WHAT THE TASK ASKS: Reproduce each of the records below word for word, with no changes.

RAW RECORDS:
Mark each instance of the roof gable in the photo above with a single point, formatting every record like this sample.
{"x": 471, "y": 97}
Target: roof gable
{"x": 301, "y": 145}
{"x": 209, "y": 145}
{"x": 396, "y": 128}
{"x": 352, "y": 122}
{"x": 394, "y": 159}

EXERCISE OUTPUT:
Mark each instance of the roof gable in the photo above with a single point, formatting every record like this sample.
{"x": 471, "y": 97}
Target: roof gable
{"x": 301, "y": 145}
{"x": 209, "y": 145}
{"x": 396, "y": 128}
{"x": 352, "y": 122}
{"x": 394, "y": 159}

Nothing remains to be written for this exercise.